What is asked — Beginning at the line that contains "Study the photo above. For every instance of the white blaze", reproduce every line to the end of the material without changing any of them.

<<<<

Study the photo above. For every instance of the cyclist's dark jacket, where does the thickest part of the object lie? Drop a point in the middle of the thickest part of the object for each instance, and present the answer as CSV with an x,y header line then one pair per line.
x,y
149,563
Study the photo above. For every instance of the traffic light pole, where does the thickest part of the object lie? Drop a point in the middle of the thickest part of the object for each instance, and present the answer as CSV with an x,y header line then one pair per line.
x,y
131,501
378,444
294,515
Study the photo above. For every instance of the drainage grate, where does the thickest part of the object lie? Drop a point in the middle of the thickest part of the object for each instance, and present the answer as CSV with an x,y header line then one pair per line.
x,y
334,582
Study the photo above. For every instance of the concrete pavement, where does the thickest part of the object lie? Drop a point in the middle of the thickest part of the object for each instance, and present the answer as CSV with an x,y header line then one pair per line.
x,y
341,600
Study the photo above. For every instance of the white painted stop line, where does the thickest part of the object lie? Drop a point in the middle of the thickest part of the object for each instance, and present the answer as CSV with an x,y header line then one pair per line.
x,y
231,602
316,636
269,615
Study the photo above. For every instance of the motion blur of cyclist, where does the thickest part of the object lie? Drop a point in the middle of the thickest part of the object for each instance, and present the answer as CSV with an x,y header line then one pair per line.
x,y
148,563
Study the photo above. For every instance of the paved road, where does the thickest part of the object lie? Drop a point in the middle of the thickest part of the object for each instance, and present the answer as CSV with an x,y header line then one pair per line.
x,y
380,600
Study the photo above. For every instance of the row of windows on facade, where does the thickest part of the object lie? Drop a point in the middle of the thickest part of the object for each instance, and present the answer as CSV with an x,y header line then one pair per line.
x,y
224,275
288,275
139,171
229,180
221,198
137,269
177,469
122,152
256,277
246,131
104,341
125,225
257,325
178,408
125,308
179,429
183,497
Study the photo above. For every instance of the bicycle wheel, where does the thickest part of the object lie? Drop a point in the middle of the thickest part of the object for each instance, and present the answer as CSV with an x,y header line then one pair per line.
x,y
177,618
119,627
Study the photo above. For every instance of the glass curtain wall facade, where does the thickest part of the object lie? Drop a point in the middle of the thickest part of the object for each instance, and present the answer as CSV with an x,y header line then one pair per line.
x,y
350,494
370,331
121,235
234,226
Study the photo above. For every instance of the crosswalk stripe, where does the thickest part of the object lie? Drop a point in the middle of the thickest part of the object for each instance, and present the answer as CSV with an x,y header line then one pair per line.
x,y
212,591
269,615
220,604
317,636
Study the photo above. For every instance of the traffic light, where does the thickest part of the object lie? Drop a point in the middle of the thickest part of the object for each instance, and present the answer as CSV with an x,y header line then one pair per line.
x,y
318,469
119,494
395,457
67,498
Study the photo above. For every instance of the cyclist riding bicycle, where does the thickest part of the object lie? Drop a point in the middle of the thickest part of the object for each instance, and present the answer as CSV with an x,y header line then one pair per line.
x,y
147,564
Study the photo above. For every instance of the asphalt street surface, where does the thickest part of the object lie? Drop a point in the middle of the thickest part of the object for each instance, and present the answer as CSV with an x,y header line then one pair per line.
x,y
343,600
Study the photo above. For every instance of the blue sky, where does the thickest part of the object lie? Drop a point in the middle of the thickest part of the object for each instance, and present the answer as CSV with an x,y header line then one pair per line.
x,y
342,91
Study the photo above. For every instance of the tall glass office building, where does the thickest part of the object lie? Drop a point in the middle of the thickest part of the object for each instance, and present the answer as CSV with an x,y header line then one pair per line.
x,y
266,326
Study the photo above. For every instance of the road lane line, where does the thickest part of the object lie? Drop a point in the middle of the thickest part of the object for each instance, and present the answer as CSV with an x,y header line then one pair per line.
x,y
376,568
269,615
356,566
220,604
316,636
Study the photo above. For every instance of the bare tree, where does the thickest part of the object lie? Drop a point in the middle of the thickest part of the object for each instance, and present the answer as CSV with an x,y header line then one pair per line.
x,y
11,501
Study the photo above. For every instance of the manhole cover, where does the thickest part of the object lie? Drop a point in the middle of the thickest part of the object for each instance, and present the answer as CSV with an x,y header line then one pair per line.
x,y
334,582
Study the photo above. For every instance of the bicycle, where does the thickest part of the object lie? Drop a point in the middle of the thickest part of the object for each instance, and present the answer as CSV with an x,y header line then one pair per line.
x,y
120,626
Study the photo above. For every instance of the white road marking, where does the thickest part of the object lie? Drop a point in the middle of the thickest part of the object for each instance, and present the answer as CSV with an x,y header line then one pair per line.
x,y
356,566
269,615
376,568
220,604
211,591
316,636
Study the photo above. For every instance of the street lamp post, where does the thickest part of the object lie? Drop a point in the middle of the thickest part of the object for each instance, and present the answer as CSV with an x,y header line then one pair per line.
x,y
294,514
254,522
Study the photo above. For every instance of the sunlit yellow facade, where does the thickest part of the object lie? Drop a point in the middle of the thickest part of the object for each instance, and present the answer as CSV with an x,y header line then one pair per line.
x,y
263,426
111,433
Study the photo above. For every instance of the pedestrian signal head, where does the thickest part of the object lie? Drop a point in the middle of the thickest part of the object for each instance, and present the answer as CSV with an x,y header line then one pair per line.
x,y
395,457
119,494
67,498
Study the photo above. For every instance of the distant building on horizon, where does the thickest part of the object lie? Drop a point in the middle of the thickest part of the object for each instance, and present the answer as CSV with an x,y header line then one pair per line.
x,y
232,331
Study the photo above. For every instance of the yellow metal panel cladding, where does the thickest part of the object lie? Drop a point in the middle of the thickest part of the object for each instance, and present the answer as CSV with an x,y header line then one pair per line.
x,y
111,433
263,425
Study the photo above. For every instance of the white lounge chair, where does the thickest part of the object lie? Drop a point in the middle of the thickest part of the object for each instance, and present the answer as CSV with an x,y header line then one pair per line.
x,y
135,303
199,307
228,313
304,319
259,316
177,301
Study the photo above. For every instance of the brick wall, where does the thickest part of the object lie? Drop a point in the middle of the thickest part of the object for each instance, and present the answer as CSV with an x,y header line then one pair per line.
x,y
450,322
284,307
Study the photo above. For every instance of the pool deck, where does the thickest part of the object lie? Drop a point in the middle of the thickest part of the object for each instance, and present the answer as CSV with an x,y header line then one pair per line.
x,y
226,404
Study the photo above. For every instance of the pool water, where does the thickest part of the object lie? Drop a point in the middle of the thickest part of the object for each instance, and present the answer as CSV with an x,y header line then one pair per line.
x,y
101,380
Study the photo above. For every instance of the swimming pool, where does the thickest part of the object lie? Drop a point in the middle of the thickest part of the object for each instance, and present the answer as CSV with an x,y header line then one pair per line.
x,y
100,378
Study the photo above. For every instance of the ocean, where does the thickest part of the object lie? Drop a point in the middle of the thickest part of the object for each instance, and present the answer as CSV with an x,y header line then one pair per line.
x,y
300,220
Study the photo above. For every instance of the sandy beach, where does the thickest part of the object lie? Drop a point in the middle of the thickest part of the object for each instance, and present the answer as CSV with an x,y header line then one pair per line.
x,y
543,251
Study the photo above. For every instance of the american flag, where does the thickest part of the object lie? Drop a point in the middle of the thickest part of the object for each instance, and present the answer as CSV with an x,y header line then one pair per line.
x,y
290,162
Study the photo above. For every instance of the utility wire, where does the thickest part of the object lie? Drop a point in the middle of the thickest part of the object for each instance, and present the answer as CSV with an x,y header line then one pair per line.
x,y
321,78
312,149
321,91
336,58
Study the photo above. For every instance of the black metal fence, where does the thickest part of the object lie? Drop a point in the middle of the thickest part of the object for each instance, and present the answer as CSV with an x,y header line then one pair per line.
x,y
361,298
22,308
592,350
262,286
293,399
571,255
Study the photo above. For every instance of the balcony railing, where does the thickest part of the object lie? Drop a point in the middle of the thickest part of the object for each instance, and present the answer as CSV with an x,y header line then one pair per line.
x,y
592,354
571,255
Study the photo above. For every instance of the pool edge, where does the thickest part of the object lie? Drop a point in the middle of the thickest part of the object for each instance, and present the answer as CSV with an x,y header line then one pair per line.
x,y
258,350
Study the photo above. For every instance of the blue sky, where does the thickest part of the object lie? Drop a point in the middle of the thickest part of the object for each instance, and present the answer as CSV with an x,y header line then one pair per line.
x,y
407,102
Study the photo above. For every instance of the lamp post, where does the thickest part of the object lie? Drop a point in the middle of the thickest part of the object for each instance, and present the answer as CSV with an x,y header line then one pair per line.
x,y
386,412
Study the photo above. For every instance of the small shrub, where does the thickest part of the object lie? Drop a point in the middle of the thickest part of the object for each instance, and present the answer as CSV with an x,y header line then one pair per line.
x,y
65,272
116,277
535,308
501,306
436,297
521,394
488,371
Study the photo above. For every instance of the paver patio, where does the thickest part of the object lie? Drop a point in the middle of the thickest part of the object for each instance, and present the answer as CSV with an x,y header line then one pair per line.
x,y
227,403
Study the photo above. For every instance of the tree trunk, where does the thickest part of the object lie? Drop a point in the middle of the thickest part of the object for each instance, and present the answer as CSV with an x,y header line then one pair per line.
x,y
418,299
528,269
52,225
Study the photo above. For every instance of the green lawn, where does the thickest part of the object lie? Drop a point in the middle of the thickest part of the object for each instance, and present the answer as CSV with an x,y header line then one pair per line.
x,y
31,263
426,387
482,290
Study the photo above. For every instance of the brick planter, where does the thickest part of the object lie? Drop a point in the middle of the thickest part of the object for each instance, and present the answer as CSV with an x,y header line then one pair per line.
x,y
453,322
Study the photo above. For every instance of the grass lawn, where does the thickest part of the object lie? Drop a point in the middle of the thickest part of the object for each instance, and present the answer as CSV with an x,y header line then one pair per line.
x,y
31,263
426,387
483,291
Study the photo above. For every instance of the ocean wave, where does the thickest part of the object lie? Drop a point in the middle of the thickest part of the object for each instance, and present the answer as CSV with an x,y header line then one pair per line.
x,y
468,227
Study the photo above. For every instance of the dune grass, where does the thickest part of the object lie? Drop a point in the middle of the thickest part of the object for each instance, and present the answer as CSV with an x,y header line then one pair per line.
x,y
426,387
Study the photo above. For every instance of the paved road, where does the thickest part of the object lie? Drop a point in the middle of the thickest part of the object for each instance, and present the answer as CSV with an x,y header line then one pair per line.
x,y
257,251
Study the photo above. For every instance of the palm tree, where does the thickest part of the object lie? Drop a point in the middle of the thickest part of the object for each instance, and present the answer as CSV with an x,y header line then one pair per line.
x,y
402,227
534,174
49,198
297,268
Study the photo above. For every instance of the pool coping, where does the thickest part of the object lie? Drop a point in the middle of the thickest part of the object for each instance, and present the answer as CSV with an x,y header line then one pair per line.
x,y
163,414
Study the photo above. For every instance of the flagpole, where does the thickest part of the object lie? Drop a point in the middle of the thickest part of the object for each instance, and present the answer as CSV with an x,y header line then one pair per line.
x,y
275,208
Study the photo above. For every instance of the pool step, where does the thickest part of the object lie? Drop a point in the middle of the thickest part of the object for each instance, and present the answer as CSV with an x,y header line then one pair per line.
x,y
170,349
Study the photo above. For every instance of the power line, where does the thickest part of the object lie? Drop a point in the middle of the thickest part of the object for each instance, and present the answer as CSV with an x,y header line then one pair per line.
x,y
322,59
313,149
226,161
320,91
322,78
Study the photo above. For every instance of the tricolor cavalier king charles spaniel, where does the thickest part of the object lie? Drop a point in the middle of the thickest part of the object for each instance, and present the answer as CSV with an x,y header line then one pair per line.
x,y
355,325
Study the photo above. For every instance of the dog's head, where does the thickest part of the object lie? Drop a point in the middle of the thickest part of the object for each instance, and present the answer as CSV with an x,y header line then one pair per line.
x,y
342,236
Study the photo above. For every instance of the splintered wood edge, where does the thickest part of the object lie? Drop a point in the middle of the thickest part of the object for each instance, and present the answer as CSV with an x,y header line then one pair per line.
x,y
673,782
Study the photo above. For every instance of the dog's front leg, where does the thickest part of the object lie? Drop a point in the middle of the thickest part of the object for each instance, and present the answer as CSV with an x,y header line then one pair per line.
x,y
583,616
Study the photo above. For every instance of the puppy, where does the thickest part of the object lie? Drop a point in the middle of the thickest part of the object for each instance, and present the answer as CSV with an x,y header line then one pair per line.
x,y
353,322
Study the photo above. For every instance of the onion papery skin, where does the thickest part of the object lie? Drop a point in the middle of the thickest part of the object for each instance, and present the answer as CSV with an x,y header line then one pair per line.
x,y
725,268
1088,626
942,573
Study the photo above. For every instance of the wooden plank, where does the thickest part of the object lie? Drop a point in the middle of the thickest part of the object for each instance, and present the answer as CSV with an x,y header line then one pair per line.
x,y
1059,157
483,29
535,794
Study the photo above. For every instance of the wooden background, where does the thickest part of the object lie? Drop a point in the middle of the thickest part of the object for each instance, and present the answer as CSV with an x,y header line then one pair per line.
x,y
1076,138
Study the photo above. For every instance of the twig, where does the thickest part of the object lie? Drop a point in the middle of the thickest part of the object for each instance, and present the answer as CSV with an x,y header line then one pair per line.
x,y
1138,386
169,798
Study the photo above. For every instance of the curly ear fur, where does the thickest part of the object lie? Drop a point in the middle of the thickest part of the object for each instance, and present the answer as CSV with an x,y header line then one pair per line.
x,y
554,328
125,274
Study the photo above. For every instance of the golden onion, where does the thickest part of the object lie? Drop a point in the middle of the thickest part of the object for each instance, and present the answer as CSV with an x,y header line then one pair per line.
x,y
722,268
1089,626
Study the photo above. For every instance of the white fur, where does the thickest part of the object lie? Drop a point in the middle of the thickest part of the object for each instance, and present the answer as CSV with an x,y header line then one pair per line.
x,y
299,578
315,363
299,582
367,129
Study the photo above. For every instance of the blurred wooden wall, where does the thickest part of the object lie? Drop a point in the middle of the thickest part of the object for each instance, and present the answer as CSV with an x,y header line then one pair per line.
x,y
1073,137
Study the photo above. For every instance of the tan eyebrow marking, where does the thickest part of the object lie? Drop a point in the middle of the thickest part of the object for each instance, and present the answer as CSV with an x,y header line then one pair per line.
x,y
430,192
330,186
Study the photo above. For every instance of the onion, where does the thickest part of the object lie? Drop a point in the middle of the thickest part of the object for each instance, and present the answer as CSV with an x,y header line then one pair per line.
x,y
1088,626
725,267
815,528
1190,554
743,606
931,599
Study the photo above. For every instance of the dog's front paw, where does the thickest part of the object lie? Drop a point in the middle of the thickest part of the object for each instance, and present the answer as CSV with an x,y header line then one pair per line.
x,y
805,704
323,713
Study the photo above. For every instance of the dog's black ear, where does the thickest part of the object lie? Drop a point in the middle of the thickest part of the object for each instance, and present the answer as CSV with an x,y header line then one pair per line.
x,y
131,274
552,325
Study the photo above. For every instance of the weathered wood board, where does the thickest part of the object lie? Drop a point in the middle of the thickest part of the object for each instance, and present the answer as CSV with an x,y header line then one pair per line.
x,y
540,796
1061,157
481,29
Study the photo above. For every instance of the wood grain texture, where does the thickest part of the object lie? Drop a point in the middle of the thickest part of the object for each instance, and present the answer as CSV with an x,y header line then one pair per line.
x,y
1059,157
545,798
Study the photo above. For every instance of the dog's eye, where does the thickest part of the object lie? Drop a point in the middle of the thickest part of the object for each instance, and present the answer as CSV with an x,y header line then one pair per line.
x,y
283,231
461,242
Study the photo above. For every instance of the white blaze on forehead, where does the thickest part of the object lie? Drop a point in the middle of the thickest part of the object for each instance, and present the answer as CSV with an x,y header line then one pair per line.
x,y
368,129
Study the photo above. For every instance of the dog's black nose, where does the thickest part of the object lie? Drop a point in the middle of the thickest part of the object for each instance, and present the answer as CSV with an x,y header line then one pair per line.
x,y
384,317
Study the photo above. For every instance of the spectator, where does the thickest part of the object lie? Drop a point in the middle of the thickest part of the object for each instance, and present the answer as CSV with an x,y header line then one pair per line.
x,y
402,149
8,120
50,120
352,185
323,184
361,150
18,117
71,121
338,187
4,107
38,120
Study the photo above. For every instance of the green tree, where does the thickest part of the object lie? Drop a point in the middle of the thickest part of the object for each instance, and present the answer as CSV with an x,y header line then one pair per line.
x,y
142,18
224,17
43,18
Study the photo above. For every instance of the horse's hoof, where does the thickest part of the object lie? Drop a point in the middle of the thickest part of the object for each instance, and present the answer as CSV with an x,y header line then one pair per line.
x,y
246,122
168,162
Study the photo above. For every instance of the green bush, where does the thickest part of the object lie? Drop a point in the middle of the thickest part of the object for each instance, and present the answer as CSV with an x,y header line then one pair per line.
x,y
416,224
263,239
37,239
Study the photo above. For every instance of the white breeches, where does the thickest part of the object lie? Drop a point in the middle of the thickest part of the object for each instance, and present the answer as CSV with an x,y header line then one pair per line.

>>>>

Solution to this task —
Study the photo above. For every instance of the white blaze on forehead, where does the thickest part of the object lie? Drop a point in the middle of the thickest part of the object for each instance, and present the answer as CSV with an x,y header line then one pair per line.
x,y
368,129
Study the photo above. For every instance of the dog's black nose, where does the thickest part of the object lie? Drop a point in the middle of the thickest part of the object for each instance, and present the answer as CSV with an x,y header line then one pair per line.
x,y
384,317
Study the photo above. For every instance of the spectator, where does the thickest part of the object lie? Drop a point in the middle of the thickest part of the object for each instance, and present the answer as CSV with an x,y header line then one pair per line.
x,y
402,149
8,120
50,120
352,185
323,184
361,150
18,117
71,121
338,187
4,107
38,120
Study the photo above. For every instance of the green tree, where does the thickest part of the object lie? Drop a point in the middle of the thickest part of the object for each instance, and present the answer as CSV with an x,y header line then one pair per line.
x,y
142,18
224,17
43,18
Study the photo above. For every instance of the horse's hoof, where does the thickest part of the object lie? Drop a point in the middle of the thickest part of the object for each instance, and present the answer as CSV with an x,y header line then one pair per line.
x,y
246,122
168,162
Study the photo above. For every instance of the green bush, where does the thickest part of the object lie? Drop a point in the middle of the thickest part of the object for each instance, and present the answer as CSV with an x,y header line then one pair per line.
x,y
416,224
263,239
37,239
Study the photo above. For every instance of the white breeches, where does the thickest part of the object lie? Drop a point in the middle of the thickest part of the object for each instance, and present the answer as CSV with an x,y header line then one pair per line.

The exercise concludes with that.